## Exercices à faire
a) Donnez toutes les personnes nommées dans l'extrait sur les forces armées des USA.
b) Recopiez le passage de l'extrait sur les forces armées des USA qui va de « C’est pourquoi nous » jusqu'à « par le Congrès. ».

C’est pourquoi nous parlons  de“socle de la puissance” lorsque nous parlons des forces armées. Nous voulons dire que les forces armées ne constituent pas (ne constituaient pas ?) toute la puissance des USA, mais le socle de cette puissance qu’on a l’habitude de dire “impériale”. Cette fonction de “socle” est née avec la Deuxième Guerre mondiale et a failli disparaître après la victoire de 1945 dans l’effondrement structurelle de ces forces armées, du à une puissante action interne du public, relayé par le Congrès.

Dans l’article « Le Trou Noir du XXème siècle » de notre rubrique ‘Glossaire.dde’, nous détaillons cet épisode qui n’est jamais, absolument jamais apparu comme tel dans le travail de tous les historiens, – un vrai ‘Trou Noir’ à cet égard ! Cette période de trois années que nous analysons dans ce texte commence par le premier événement tragique de la séquence, celui de la “désintégration des forces armée US :

« Ce n’est pas une démobilisation, c’est une désintégration » (Général Marshall, chef d’état-major des forces, décembre 1945) ; «La démobilisation américaine de 1945 ne peut se comparer qu’à un seul autre cas dans l’histoire, celui de la désintégration de l’armée russe en 1917.» (professeur Richard Pipes).

La suite de l’analyse expose combien le sort de l’industrie aéronautique US, elle-même en pleine désintégration à la suite de la désintégration de l’armée, joua un rôle essentiel dans l’action de Marshall (devenu secrétaire d’État) et Forrestal (secrétaire à la défense) pour relancer en 1948 cette industrie par des commandes massives qui accompagnaient le lancement d’un effort également massif de reconstruction des forces armées.

Données de localisation de points:
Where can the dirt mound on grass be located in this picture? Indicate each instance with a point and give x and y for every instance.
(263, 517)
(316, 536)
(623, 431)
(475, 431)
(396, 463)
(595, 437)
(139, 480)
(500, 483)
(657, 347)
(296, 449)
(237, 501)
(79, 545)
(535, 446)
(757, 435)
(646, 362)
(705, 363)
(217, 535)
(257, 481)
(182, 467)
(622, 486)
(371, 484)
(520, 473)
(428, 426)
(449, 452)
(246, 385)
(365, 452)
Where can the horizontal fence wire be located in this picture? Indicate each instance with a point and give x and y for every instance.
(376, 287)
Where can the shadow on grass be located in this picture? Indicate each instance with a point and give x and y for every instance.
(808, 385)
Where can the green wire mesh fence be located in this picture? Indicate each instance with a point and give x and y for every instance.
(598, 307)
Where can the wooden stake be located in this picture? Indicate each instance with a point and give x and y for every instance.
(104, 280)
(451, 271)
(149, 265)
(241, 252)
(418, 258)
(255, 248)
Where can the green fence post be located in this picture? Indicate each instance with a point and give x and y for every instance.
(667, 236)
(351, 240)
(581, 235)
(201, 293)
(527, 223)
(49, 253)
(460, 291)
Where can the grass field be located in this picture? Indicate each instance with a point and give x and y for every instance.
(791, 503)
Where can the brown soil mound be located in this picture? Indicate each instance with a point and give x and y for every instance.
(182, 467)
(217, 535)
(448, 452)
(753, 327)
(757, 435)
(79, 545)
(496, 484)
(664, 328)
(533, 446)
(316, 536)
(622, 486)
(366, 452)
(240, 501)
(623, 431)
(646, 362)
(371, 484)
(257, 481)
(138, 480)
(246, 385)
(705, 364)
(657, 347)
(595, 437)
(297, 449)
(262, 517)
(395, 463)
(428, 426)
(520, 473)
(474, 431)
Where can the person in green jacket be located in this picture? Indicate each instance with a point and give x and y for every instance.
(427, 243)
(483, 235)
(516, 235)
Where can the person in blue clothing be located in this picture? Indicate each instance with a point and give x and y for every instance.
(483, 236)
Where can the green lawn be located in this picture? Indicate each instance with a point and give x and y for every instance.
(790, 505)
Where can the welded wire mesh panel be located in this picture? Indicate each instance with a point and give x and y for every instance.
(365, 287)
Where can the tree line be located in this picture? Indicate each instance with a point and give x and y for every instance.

## Réponses fournies
a) Le général Marshall, Forrestal, Richard Pipes

b)
C’est pourquoi nous parlons  de“socle de la puissance” lorsque nous parlons des forces armées. Nous voulons dire que les forces armées ne constituent pas (ne constituaient pas ?) toute la puissance des USA, mais le socle de cette puissance qu’on a l’habitude de dire “impériale”. Cette fonction de “socle” est née avec la Deuxième Guerre mondiale et a failli disparaître après la victoire de 1945 dans l’effondrement structurelle de ces forces armées, du à une puissante action interne du public, relayé par le Congrès.